— START OF Data —

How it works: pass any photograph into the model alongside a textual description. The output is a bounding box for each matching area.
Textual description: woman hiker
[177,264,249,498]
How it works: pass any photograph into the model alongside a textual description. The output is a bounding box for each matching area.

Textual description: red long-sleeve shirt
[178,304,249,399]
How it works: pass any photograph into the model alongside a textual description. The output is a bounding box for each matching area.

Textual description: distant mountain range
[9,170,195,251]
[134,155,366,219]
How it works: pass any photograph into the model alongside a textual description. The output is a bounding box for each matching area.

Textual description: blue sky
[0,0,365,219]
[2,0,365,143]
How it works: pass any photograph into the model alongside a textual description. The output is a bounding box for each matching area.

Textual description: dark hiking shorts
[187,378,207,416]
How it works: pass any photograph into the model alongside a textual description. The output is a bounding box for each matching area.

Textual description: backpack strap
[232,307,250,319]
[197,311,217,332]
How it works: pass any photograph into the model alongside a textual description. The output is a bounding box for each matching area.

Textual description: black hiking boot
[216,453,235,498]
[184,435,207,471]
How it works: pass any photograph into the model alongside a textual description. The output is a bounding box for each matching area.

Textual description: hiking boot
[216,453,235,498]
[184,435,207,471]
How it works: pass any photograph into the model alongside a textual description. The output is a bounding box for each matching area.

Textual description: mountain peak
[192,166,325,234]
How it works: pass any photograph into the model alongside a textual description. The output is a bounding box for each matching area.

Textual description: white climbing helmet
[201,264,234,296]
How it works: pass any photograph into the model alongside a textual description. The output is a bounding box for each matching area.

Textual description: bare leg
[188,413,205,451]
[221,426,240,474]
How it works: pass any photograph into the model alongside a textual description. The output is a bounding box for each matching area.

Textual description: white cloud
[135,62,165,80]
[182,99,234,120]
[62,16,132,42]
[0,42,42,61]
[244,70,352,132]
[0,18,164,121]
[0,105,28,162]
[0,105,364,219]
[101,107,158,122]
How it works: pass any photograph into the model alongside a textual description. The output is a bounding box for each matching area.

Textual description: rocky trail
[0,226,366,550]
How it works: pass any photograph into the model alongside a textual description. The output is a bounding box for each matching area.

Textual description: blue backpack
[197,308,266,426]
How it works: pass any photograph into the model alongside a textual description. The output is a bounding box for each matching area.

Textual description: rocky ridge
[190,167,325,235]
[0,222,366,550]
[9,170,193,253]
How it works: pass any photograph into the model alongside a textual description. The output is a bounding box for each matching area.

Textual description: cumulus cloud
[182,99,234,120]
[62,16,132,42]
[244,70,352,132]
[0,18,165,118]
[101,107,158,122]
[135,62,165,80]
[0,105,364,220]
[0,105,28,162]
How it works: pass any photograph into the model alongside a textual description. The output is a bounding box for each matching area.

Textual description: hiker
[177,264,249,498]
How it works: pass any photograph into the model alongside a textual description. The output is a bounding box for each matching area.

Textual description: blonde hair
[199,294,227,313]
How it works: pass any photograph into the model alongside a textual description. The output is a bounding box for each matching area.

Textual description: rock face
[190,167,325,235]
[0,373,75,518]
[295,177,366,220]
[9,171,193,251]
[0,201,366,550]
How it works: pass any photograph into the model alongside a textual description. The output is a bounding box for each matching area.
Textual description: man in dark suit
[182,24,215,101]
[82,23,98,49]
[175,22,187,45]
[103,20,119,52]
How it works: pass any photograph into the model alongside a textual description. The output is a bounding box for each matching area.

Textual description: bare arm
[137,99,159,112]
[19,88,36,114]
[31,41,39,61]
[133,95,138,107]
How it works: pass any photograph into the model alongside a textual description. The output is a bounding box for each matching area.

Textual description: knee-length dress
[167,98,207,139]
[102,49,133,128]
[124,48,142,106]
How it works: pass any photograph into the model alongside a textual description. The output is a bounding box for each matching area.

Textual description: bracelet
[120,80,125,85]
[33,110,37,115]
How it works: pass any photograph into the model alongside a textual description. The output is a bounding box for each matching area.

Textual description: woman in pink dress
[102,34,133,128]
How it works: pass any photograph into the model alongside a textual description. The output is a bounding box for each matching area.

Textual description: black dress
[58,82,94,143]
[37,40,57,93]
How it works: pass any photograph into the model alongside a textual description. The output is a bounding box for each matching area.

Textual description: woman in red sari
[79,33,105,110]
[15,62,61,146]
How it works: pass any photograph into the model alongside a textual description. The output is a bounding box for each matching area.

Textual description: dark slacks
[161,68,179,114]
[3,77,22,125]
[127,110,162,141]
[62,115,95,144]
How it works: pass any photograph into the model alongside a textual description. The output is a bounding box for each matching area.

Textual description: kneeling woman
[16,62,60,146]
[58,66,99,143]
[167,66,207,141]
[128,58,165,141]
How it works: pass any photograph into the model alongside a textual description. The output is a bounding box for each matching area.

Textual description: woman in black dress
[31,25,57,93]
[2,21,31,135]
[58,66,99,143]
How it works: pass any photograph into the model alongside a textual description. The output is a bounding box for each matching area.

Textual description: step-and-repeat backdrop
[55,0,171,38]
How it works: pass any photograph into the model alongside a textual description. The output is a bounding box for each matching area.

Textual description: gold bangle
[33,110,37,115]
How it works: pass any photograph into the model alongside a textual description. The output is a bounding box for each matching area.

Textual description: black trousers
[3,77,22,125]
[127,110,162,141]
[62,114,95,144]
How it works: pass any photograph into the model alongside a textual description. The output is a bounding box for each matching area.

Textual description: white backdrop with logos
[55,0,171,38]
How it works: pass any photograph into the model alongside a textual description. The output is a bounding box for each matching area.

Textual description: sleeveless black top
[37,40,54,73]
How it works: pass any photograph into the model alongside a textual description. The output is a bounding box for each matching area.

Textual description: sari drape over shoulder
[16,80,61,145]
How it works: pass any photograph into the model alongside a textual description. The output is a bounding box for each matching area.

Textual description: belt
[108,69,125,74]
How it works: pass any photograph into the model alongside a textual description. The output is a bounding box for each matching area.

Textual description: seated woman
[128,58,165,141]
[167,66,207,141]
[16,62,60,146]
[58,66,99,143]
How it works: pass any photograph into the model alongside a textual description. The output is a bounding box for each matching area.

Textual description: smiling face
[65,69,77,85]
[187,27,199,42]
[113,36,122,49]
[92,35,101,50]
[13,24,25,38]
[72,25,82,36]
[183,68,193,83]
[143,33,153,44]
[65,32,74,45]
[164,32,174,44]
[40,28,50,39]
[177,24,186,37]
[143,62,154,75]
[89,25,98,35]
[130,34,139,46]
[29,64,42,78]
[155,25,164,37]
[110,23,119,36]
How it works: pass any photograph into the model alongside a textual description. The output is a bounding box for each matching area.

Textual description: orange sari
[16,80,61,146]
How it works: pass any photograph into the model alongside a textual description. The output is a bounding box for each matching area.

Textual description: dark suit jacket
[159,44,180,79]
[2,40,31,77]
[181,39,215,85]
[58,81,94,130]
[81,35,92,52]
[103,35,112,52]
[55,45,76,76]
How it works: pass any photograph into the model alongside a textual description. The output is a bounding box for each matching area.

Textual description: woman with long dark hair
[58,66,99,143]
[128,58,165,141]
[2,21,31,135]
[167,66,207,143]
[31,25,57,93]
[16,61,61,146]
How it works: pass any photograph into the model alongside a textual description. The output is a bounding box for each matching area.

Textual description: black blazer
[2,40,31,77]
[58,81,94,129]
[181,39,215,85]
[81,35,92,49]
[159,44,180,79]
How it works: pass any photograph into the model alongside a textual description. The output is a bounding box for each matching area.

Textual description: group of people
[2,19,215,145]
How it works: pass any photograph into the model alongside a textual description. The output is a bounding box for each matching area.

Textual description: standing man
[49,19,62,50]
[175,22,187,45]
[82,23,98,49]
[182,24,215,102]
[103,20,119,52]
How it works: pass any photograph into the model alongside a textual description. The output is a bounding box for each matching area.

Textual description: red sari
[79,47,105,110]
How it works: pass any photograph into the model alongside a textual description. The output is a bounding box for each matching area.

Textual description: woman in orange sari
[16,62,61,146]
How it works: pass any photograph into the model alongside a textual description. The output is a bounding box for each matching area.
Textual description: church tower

— END OF Data —

- [What the exercise asks] Locate every line in the records above that contains the string "dress", and copy each of those lines.

- [Result]
Textual description: knee-length dress
Textual description: woman in pink dress
Textual description: black dress
Textual description: woman in black dress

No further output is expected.